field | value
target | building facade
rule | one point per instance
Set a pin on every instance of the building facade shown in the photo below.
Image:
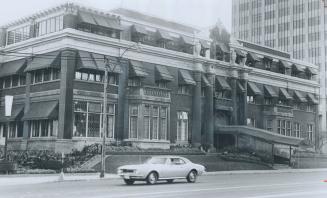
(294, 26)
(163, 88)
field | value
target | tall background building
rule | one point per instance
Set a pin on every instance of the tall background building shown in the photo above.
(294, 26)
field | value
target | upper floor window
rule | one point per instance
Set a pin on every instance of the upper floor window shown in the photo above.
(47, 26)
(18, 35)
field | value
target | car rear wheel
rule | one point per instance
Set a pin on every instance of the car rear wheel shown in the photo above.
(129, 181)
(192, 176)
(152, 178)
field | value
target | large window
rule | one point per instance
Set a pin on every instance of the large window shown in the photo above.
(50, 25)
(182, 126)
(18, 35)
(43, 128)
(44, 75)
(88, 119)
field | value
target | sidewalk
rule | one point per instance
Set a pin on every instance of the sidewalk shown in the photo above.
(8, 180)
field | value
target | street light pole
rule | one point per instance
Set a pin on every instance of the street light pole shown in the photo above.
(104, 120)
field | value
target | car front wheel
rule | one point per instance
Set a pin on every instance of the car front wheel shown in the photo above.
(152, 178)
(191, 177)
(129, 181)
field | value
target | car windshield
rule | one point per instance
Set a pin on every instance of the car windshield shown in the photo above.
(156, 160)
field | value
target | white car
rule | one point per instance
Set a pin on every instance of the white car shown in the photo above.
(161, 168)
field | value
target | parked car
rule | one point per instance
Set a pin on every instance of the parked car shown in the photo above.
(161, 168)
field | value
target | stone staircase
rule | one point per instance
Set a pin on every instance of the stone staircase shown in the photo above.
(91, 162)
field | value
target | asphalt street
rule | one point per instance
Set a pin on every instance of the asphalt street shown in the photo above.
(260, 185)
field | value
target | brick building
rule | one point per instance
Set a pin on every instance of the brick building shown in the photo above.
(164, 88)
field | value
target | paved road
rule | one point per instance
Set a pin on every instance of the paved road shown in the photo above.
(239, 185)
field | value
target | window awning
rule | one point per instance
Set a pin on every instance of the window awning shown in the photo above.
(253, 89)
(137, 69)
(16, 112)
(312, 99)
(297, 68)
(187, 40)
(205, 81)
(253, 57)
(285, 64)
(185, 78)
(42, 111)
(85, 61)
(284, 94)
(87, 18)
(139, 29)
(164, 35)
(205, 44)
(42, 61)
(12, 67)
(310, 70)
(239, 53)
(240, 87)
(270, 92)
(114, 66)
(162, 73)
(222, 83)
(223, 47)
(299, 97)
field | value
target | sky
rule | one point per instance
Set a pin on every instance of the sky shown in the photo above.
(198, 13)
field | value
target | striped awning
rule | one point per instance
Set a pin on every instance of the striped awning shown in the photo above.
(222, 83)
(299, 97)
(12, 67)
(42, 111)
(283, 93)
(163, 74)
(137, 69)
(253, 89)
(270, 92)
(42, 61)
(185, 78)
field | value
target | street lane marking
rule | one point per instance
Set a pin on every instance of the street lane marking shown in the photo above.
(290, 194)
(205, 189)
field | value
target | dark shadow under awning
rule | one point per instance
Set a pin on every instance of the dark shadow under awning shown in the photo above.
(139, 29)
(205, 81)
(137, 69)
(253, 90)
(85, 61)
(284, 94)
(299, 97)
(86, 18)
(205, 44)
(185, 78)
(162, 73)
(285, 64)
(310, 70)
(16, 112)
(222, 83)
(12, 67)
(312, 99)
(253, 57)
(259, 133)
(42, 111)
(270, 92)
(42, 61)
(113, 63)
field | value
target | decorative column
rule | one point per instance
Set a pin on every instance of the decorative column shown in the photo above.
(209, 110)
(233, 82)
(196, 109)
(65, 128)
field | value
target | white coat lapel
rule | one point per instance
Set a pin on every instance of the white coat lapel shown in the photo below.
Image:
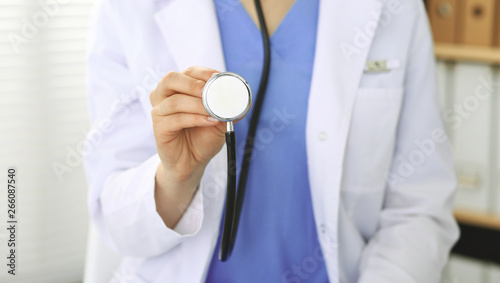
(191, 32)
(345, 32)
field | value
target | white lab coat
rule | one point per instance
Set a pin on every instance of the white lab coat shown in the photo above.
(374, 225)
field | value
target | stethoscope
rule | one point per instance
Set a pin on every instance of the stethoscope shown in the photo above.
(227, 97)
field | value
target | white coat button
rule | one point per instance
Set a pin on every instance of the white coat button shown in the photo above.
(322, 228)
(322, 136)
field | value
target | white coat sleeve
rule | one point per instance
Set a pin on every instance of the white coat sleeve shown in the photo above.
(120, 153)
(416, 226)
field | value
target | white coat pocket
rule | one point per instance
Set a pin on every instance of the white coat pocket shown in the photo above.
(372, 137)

##############################

Give back the whole of the material exactly, with the pictures removed.

ANSWER TO THIS EXERCISE>
field | value
target | building facade
rule | one point per instance
Set a pin on every instance of the building facade shown in the photo below.
Image:
(294, 26)
(163, 88)
field | value
target | tall background building
rule | one point per instance
Set a pin on every instance of the tall background building shown in the photo above.
(294, 26)
field | value
target | upper floor window
rule | one point per instance
Set a pin on every instance of the upper floor window shown in the photo above.
(47, 26)
(18, 35)
field | value
target | car rear wheel
rule | one point per instance
Set a pin on every instance of the car rear wheel shown in the photo above.
(129, 181)
(192, 176)
(152, 178)
field | value
target | large window
rule | one point per instance
Set a pin on every instance of the large window shown in the photo above.
(50, 25)
(182, 126)
(18, 35)
(43, 128)
(44, 75)
(88, 119)
field | value
target | sidewalk
rule | one point per instance
Set a pin on every instance of the sidewalk shown in the photo above.
(8, 180)
field | value
target | street light pole
rule | one point per instance
Set a pin on every instance of the street light pole shown in the photo above.
(104, 120)
field | value
target | car front wheel
rule | one point per instance
Set a pin on every instance of the car front wheel shown in the photo above.
(152, 178)
(191, 177)
(129, 181)
field | value
target | car windshield
rule | one point per instance
Set a pin on every instance of the car windshield shown in the photo above.
(156, 160)
field | value
target | white car
rule | one point per instance
Set a pin on every instance of the white car shown in the photo above.
(161, 168)
field | value
target | parked car
rule | one point per instance
Set a pin on every instance of the parked car shown in the photo above.
(161, 168)
field | value
target | stone staircase
rule | one point per instance
Set a pin on every instance of the stone staircase shown in the photo above.
(91, 162)
field | value
target | asphalt street
rule | one point per instance
Set a pin on every instance of the asphalt street shown in the photo above.
(260, 185)
field | value
target | brick building
rule | one point per instance
Set a pin on every instance of the brick building shown in the photo above.
(164, 88)
field | value
target | paved road
rule | one point per instance
Set a pin on every instance of the paved road shown in the photo above.
(239, 185)
field | value
target | window awning
rule | one point per instance
Set a pin on every instance of the window awning shown in the photo above.
(253, 89)
(137, 69)
(16, 112)
(312, 99)
(297, 68)
(187, 40)
(205, 81)
(253, 57)
(285, 64)
(185, 78)
(42, 111)
(85, 61)
(284, 94)
(87, 18)
(139, 29)
(164, 35)
(205, 44)
(42, 61)
(12, 67)
(310, 70)
(239, 53)
(240, 87)
(270, 92)
(114, 66)
(162, 73)
(222, 83)
(223, 47)
(299, 97)
field | value
target | sky
rule | one point per instance
Set a pin on every instance of the sky shown in the photo above.
(198, 13)
field | value
target | striped awning
rule | one point per instance
Set a pin on every instance of the striped awning shown in the photo above.
(222, 83)
(299, 97)
(12, 67)
(42, 111)
(283, 93)
(163, 74)
(137, 69)
(253, 89)
(270, 92)
(42, 61)
(185, 78)
field | value
target | street lane marking
rule | one point per instance
Set a pin on every instance of the street lane marking shown in the photo above.
(290, 194)
(205, 189)
field | value
target | dark shadow under awning
rule | one point per instance
Set a pin on every instance of the dark shadow under awning shown in the photo above.
(139, 29)
(205, 81)
(137, 69)
(253, 90)
(85, 61)
(284, 94)
(299, 97)
(86, 18)
(205, 44)
(185, 78)
(162, 73)
(285, 64)
(310, 70)
(16, 112)
(222, 83)
(12, 67)
(312, 99)
(253, 57)
(259, 133)
(42, 111)
(270, 92)
(42, 61)
(113, 63)
field | value
target | decorative column
rule | one point per instance
Set a pin on every instance of the decorative column shown in the photo above.
(209, 110)
(233, 82)
(196, 109)
(65, 128)
field | value
target | white coat lapel
rule | one point per instance
Set a pin on every instance of the white coat lapel shown in the photo below.
Image:
(191, 32)
(345, 32)
field | value
target | white lab coat
rule | one point per instance
Set a pin on every instance of the white lab coat shown in the photo above.
(374, 225)
field | value
target | stethoscope
rule | one point per instance
Set a pin on every instance of the stethoscope shown in the photo above.
(227, 97)
field | value
target | white coat button
rule | one point per instance
Set a pin on every instance of the white coat button shown in the photo above.
(322, 228)
(322, 136)
field | value
target | white coat sleeve
rule | one point per instance
Set a pin on every instance of the white coat sleeve shown in the photo above.
(120, 153)
(416, 226)
field | value
target | white coat pocket
rule | one point per instance
Set a pin on every instance of the white coat pocket shown in the photo above.
(372, 137)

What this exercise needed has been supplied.